Work item ▸ Your answer should show every line of the material below that includes "chair".

Data to use Start Marker

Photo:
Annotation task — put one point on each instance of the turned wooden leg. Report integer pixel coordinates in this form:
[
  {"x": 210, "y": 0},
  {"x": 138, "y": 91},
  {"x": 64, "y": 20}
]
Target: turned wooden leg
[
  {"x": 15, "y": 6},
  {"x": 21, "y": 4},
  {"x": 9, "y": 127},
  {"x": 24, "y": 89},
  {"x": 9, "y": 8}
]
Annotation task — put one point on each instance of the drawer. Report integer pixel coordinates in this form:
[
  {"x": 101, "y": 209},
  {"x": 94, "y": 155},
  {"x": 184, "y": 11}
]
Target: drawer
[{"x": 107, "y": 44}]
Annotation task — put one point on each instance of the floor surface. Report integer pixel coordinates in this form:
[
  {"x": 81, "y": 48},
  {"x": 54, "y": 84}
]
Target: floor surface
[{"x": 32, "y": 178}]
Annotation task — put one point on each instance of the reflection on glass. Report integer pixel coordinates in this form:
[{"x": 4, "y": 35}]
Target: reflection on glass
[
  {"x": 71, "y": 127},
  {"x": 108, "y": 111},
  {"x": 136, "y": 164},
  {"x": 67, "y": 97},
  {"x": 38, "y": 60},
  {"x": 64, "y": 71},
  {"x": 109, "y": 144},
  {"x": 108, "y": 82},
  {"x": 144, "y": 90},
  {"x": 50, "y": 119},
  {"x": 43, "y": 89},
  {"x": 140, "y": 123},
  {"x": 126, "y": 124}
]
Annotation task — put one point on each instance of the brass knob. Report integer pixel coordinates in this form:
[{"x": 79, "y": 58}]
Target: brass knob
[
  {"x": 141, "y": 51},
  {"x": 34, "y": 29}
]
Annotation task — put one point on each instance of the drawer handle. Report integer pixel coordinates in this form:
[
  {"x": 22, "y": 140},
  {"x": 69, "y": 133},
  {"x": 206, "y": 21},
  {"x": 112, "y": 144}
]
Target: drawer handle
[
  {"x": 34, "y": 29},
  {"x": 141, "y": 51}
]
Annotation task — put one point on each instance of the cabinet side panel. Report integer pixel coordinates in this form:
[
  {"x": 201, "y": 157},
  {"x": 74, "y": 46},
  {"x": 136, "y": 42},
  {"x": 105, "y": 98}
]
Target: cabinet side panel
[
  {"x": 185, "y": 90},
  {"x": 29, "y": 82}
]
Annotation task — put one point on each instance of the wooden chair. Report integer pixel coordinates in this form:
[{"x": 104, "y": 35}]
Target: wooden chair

Data to use End Marker

Answer ▸
Annotation task — put one point on each instance of the wooden chair. Report integer pixel coordinates in this form:
Target: wooden chair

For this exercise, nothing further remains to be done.